• **TASK GOAL**: Where a line contains the word "target", copy that line from the records below.

◆ ◆ ◆ ◆ ◆

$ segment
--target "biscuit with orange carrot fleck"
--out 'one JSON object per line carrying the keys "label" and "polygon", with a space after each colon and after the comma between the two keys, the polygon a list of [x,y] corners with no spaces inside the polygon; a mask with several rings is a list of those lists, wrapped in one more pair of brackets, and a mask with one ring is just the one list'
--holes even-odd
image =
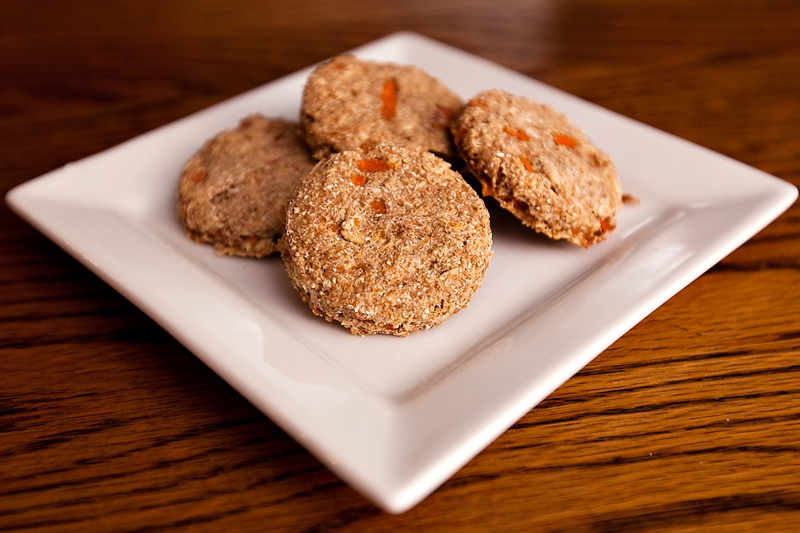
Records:
{"label": "biscuit with orange carrot fleck", "polygon": [[303,89],[300,122],[314,157],[380,143],[417,146],[445,158],[448,133],[463,101],[413,65],[345,54],[322,63]]}
{"label": "biscuit with orange carrot fleck", "polygon": [[286,272],[354,335],[407,336],[467,306],[492,255],[483,200],[450,165],[378,145],[320,161],[289,204]]}
{"label": "biscuit with orange carrot fleck", "polygon": [[451,131],[483,195],[526,226],[584,247],[615,228],[622,193],[614,163],[552,107],[485,91]]}
{"label": "biscuit with orange carrot fleck", "polygon": [[269,255],[277,251],[286,205],[315,163],[297,123],[248,116],[186,162],[178,219],[190,238],[219,254]]}

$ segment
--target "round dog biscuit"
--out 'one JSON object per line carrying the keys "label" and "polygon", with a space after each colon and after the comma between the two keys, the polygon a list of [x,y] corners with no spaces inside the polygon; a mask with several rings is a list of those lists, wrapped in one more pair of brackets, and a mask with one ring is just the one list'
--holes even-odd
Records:
{"label": "round dog biscuit", "polygon": [[480,287],[489,214],[450,165],[413,147],[331,155],[297,189],[282,257],[312,311],[355,335],[441,324]]}
{"label": "round dog biscuit", "polygon": [[469,101],[452,133],[483,195],[525,225],[584,247],[616,226],[622,192],[614,163],[552,107],[486,91]]}
{"label": "round dog biscuit", "polygon": [[448,125],[462,105],[458,95],[415,66],[347,54],[310,74],[300,122],[317,159],[381,143],[450,157],[456,152]]}
{"label": "round dog biscuit", "polygon": [[208,140],[183,167],[178,219],[187,235],[219,254],[276,251],[286,205],[314,166],[299,126],[261,115]]}

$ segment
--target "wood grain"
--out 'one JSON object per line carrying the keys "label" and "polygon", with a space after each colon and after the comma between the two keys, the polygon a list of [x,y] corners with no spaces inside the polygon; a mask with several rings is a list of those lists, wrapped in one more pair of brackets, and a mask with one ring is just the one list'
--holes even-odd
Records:
{"label": "wood grain", "polygon": [[[800,186],[800,4],[0,8],[0,184],[413,30]],[[800,209],[387,515],[0,207],[0,531],[793,531]]]}

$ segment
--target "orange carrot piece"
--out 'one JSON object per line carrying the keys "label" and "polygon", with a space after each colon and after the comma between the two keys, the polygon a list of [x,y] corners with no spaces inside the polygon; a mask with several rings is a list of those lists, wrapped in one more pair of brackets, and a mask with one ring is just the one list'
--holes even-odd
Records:
{"label": "orange carrot piece", "polygon": [[362,159],[356,163],[356,167],[361,172],[380,172],[382,170],[389,170],[392,167],[386,161],[380,159]]}
{"label": "orange carrot piece", "polygon": [[386,80],[383,82],[383,106],[381,107],[381,114],[386,120],[391,120],[397,114],[397,84],[394,80]]}
{"label": "orange carrot piece", "polygon": [[566,146],[567,148],[575,148],[575,146],[577,146],[578,144],[575,141],[575,139],[573,139],[569,135],[561,135],[558,133],[553,135],[553,140],[556,142],[556,144],[560,144],[561,146]]}
{"label": "orange carrot piece", "polygon": [[372,207],[372,210],[375,211],[376,213],[378,213],[379,215],[385,215],[386,214],[386,202],[384,202],[380,198],[378,198],[377,200],[374,200],[370,207]]}

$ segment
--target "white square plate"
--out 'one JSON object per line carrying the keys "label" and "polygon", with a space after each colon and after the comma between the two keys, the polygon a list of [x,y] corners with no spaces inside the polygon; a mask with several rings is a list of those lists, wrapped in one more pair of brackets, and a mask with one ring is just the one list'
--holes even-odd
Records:
{"label": "white square plate", "polygon": [[7,197],[333,472],[389,512],[435,490],[647,314],[762,229],[788,183],[415,34],[354,51],[468,99],[502,88],[566,113],[615,160],[606,242],[551,242],[488,202],[494,258],[469,307],[408,338],[314,317],[279,258],[218,257],[174,214],[179,171],[253,112],[296,119],[311,67],[71,163]]}

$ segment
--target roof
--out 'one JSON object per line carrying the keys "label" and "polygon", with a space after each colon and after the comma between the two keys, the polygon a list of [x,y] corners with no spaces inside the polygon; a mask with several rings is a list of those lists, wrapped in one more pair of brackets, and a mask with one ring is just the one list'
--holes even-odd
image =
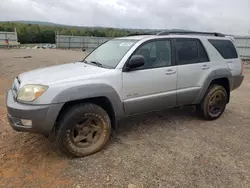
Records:
{"label": "roof", "polygon": [[[160,38],[199,38],[199,39],[223,39],[228,40],[228,37],[216,37],[216,36],[205,36],[205,35],[136,35],[128,37],[119,37],[115,39],[124,39],[124,40],[143,40],[143,39],[160,39]],[[231,40],[231,39],[230,39]]]}
{"label": "roof", "polygon": [[155,35],[135,35],[135,36],[119,37],[116,39],[141,40],[143,38],[150,37],[150,36],[155,36]]}
{"label": "roof", "polygon": [[144,38],[172,38],[172,37],[184,37],[191,38],[192,36],[198,38],[224,38],[225,35],[216,32],[196,32],[196,31],[161,31],[159,33],[134,33],[126,37],[120,37],[118,39],[130,39],[130,40],[142,40]]}

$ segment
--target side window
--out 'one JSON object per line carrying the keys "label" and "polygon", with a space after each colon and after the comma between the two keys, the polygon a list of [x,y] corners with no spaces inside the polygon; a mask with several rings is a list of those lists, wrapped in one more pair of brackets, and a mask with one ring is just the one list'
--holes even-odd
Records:
{"label": "side window", "polygon": [[176,39],[176,53],[179,65],[199,62],[199,53],[195,39]]}
{"label": "side window", "polygon": [[147,44],[143,45],[143,46],[141,47],[141,49],[148,49],[148,50],[150,50],[151,47],[152,47],[152,43],[147,43]]}
{"label": "side window", "polygon": [[198,45],[198,49],[199,49],[199,62],[201,62],[201,63],[208,62],[209,58],[208,58],[208,55],[207,55],[205,48],[201,44],[201,41],[197,40],[197,45]]}
{"label": "side window", "polygon": [[171,66],[170,40],[148,42],[137,49],[135,55],[142,55],[145,65],[139,69],[150,69]]}
{"label": "side window", "polygon": [[216,48],[224,59],[238,58],[237,51],[230,40],[209,39],[208,41]]}
{"label": "side window", "polygon": [[205,48],[198,39],[176,39],[178,65],[208,62]]}
{"label": "side window", "polygon": [[156,46],[155,42],[152,43],[151,49],[150,49],[150,56],[152,58],[156,58]]}

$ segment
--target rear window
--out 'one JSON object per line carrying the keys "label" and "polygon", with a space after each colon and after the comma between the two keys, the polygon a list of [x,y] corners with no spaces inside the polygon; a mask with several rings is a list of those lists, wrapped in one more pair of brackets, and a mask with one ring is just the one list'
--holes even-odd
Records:
{"label": "rear window", "polygon": [[237,51],[230,40],[208,40],[220,53],[224,59],[235,59],[238,58]]}

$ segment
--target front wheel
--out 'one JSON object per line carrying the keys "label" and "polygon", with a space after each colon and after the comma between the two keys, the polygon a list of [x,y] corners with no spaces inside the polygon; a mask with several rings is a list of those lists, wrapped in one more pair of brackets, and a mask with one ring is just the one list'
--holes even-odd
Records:
{"label": "front wheel", "polygon": [[95,104],[73,106],[59,118],[56,143],[63,153],[83,157],[101,150],[109,140],[107,112]]}
{"label": "front wheel", "polygon": [[220,85],[212,85],[196,109],[204,119],[215,120],[223,114],[227,101],[228,94],[225,88]]}

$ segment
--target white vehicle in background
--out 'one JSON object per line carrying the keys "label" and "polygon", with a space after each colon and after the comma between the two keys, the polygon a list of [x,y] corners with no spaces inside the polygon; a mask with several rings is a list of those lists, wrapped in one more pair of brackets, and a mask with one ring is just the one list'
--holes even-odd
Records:
{"label": "white vehicle in background", "polygon": [[56,45],[55,44],[41,44],[40,48],[43,48],[43,49],[55,49]]}

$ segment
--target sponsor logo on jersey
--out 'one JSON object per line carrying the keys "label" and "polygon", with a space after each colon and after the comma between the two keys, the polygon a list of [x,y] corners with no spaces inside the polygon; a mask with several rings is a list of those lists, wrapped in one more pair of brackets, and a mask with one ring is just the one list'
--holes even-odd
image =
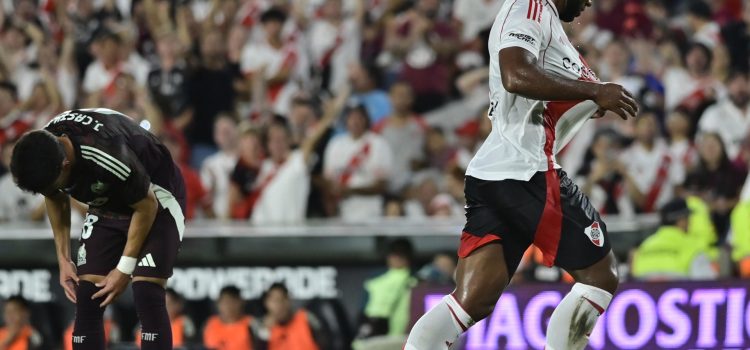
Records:
{"label": "sponsor logo on jersey", "polygon": [[91,185],[91,192],[94,192],[96,194],[102,194],[109,188],[109,185],[105,184],[104,182],[97,181]]}
{"label": "sponsor logo on jersey", "polygon": [[86,244],[81,244],[81,247],[78,248],[78,262],[77,266],[81,266],[86,264]]}
{"label": "sponsor logo on jersey", "polygon": [[602,229],[599,228],[599,221],[594,221],[594,223],[583,230],[583,232],[589,237],[591,243],[594,243],[595,246],[604,246],[604,235],[602,234]]}
{"label": "sponsor logo on jersey", "polygon": [[599,81],[596,73],[594,73],[594,71],[591,70],[591,68],[589,68],[585,62],[581,62],[580,60],[573,60],[570,57],[565,57],[562,60],[562,65],[563,67],[565,67],[565,69],[575,73],[575,75],[579,76],[583,80]]}
{"label": "sponsor logo on jersey", "polygon": [[527,42],[529,44],[532,44],[532,45],[534,43],[536,43],[536,39],[534,39],[534,37],[532,37],[531,35],[528,35],[528,34],[508,33],[508,36],[511,37],[511,38],[516,38],[516,39],[521,40],[521,41],[525,41],[525,42]]}

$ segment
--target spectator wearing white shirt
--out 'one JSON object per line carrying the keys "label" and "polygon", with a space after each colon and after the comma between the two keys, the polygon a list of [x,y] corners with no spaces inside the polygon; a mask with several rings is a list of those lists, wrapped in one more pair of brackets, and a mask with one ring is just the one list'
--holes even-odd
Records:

◆ ◆ ◆ ◆ ◆

• **SOLUTION BELOW**:
--target "biscuit with orange carrot fleck"
--target "round dog biscuit"
--target "wood grain"
--target "orange carrot piece"
--target "white square plate"
--target roof
--target side window
--target rear window
--target front wheel
--target white vehicle in background
--target sponsor logo on jersey
--target spectator wearing white shirt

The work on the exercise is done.